# Data section start
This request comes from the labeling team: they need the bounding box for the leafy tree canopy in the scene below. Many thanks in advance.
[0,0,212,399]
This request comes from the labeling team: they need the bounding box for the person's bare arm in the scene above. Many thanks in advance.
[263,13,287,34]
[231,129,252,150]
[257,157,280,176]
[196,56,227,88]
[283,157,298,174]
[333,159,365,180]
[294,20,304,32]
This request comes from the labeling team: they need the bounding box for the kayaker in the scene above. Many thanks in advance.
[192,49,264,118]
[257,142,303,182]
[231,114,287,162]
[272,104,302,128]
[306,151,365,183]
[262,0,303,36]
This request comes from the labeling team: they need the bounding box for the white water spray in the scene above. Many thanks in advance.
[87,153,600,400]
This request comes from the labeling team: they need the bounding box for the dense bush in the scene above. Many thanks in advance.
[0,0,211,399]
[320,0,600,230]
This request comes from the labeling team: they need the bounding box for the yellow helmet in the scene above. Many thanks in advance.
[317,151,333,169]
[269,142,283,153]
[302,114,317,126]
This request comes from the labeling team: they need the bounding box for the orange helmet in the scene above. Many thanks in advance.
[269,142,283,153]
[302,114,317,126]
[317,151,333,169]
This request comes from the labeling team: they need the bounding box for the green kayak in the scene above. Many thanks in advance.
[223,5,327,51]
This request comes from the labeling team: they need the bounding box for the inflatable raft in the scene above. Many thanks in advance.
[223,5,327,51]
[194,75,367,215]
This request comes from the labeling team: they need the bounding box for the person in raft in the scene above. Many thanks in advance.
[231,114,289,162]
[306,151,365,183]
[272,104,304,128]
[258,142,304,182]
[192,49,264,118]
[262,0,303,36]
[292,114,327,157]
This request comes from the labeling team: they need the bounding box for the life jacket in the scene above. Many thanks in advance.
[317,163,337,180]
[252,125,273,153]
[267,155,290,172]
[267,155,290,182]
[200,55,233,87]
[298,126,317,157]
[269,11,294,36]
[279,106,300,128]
# Data section end
● Written instruction
Format all of the material above as a numbered list, one line per item, and leave out any blank lines.

● Output for this exercise
1. This request comes from the labeling team: they need the bounding box for the leafy tree canopy in the scene below. Many thanks in advance.
2. [0,0,212,399]
3. This request comes from the labeling team: they need the bounding box for the person's bare arm in the scene above. Many thanks in advance.
4. [263,13,287,34]
5. [231,129,252,150]
6. [257,157,280,176]
7. [196,56,227,88]
8. [283,157,298,174]
9. [333,159,365,180]
10. [294,20,304,32]
11. This request comes from the labeling team: they need the bounding box for the kayaker in the scene above. Many thanks in advance.
12. [192,49,264,118]
13. [257,142,303,182]
14. [231,114,287,162]
15. [272,104,302,128]
16. [306,151,365,183]
17. [262,0,303,36]
18. This request comes from the labeling team: they need the bounding box for the white water spray in the scene above. Many thanks in advance.
19. [87,153,600,400]
20. This request comes from the labeling team: they need the bounding box for the dense bush in the scene above. Many thanks in advance.
21. [0,0,211,399]
22. [320,0,600,230]
23. This request comes from the labeling team: they need the bounding box for the yellow helmet in the scene above. Many thanks in advance.
24. [317,151,333,169]
25. [269,142,283,153]
26. [302,114,317,126]
27. This request comes from the labeling team: they need the bounding box for the orange helmet in the scene above. Many thanks in advance.
28. [269,142,283,153]
29. [302,114,317,126]
30. [317,151,333,169]
31. This request comes from the labeling team: they need the bounding box for the green kayak in the scene above. Many thanks in advance.
32. [223,5,327,51]
33. This request comes from the labeling team: they need the bounding box for the inflatable raft in the scene above. Many thanks in advance.
34. [223,5,327,51]
35. [194,75,367,215]
36. This request comes from the labeling team: they need the bounding box for the person in raft in the scene above. Many thanks in advance.
37. [231,114,289,162]
38. [306,151,365,183]
39. [272,104,304,128]
40. [258,142,304,182]
41. [192,49,264,118]
42. [262,0,303,36]
43. [292,114,327,157]
44. This request comes from the labeling team: they need the bounding box for the life jacket in the scene above. Many thanks in advance.
45. [317,163,337,180]
46. [252,125,273,153]
47. [267,155,290,172]
48. [267,155,290,182]
49. [200,55,233,87]
50. [298,126,317,157]
51. [269,11,294,36]
52. [279,106,300,128]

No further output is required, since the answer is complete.